### [PASSAGE PROVIDED]
+++
Following this checklist will improve your chances of training an effective model with AutoML. For a more detailed checklist on data prep and data hygiene for AutoML, check out https://developers.google.com/machine-learning/data-prep.

Data Science Value and Inventory Assessment - Before You Begin

Organizations are looking to leverage the business value that predictive and augmented analytics bring. AI/ML provides many opportunities to realize value, whether that be predicting outcomes, optimizing business processes, or identifying efficiencies that are hidden. Those areas of value realization span all industries and all functions within an organization.

Yet, delivering effective data science projects can face technical and operational challenges despite the best intentions. Successful adoption of data science requires a thoughtful strategy that includes stakeholder interests and priorities, the strength and sufficiency of necessary data pipelines, and documented returns on investments related to data science initiatives. The Domo Data Science Team has delivered many successful data science initiatives and has built a methodology and process to replicate this success for everyone.

The Data Science Value Assessment and Roadmap is a joint business and technology planning engagement led by Domo’s expert Data Science Team to establish how AI/ML can be leveraged to tackle your business challenges.

Take some time to align with your business stakeholders so you have a thorough understanding of your business problems, which tasks would be worthwhile to automate, what model performance would be acceptable for your business problem, and what data is available.

Readiness Assessment

  1. Have you structured your data to train a Machine Learning algorithm before?
    1. If confident yes:
      1. You should be able to use AutoML with no Support services (these Knowledge Base articles are a resource.)
    2. If unsure yes:
      1. We recommend you attend our AutoML office hours.
      2. Recommended resources for learning are included in this article.
    3. If no:
      1. Have you read how to structure your data for a Machine Learning algorithm in a blog post, course, textbook, etc?
        1. If yes, we recommend attending our office hours for some consulting on DSML.
          1. We can provide additional resources to you as needed.
        2. If no, we recommend a white glove engagement.
          1. Also, we can provide resources for self-learning.
+++
### [SUPPLIED INFORMATION]

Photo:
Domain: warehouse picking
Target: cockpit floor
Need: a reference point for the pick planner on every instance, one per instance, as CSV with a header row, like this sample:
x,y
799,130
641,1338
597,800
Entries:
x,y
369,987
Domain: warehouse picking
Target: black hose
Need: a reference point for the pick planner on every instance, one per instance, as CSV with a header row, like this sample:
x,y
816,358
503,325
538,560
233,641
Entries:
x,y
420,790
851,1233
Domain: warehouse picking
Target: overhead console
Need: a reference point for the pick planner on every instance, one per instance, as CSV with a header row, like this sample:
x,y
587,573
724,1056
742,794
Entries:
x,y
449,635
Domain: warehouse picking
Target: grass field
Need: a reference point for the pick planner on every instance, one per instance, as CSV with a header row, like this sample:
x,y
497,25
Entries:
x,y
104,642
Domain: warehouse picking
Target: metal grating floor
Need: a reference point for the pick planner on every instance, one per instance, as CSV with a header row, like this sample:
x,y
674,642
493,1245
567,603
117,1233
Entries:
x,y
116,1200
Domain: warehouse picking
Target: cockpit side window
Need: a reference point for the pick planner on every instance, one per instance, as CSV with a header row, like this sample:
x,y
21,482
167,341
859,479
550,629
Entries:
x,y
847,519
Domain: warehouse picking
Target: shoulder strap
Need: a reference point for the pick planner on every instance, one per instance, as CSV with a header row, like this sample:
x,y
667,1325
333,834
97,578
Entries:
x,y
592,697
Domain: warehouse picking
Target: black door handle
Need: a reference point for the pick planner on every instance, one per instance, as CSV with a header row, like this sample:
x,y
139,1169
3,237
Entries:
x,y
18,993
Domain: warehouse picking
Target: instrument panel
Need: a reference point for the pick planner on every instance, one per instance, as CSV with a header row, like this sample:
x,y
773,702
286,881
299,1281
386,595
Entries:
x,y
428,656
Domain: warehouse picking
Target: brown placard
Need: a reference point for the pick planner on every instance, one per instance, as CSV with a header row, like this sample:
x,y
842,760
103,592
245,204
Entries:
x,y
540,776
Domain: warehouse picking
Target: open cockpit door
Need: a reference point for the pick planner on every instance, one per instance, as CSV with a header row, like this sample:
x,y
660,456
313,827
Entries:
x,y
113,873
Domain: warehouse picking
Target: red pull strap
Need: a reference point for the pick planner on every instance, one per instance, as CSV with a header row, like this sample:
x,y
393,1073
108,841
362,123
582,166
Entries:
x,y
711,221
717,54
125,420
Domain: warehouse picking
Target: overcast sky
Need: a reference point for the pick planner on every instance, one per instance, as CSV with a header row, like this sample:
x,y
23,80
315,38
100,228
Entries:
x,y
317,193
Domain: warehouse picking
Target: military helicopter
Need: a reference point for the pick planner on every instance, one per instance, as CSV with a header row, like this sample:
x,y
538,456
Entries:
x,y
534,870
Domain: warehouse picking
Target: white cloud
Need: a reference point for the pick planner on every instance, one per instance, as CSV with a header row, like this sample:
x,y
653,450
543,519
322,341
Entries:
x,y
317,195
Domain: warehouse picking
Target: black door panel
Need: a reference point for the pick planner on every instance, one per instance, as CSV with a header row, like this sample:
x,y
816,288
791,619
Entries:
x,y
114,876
+++
### [REQUIRED WORK]
1. According to the AutoML checklist, who leads the Data Science Value Assessment and Roadmap?
2. Decide whether each statement agrees with the AutoML checklist, and support each answer with the deciding words quoted from it.
(a) Someone confident they have structured data to train a Machine Learning algorithm before should be able to use AutoML without Support services.
(b) The Data Science Value Assessment and Roadmap is a purely technical planning engagement.
(c) Someone who has never structured such data and has not read how to do so is advised to get a white glove engagement.
3. Write what comes next in the AutoML checklist, picking up after its last line.
The entries are separate material from the AutoML checklist.

### [SOLVED PROBLEMS]
1. Domo's expert Data Science Team leads it.

2.
(a) Yes: "You should be able to use AutoML with no Support services"
(b) No: "a joint business and technology planning engagement"
(c) Yes: "If no, we recommend a white glove engagement."

3.
For a more comprehensive DSML inventory assessment to prepare you for AutoML and data science projects, please use this Data Science Inventory Assessment: 

Business Question Refinement

  1. What business questions are you looking to answer?
  2. What date ranges should be included in the analysis?
  3. What segmentation should be considered in the analysis?
  4. What team/organization is interested in the results of the analysis?
  5. How does this team/organization want to use the results?
  6. Have you attempted to address this question in other ways?
    1. What have you already tried?
    2. Why were previous attempts insufficient?

Data Pipeline

  1. What DataSets will inform the business question?
    1. Provide link(s) to DataSet(s).
    2. Are all DataSets in Domo?
  2. How large is the DataSet?
  3. Include a link to your conceptual model in Domo. Are there any other variables that should be considered in your model?

Expectations for Results

  1. What do you expect the results of the model to be?
    1. Why?
  2. How do you plan on making sure the model is accurate? 
  3. How often do you plan to run the analysis and/or train the model (e.g., once, annually, monthly, or daily?)

Anticipated Deliverables

Annotated Solution:

  1. Where do you plan to store and run the scripts associated with the analysis?
  2. What do you anticipate for solution management training?

Model Results:

  1. How do you want to visualize the model results?
  2. Do you plan on using the results for scenario testing?

Dashboard:

  1. What actions do you anticipate taking based on the model results?
  2. How do you want to visualize the results for the end-user?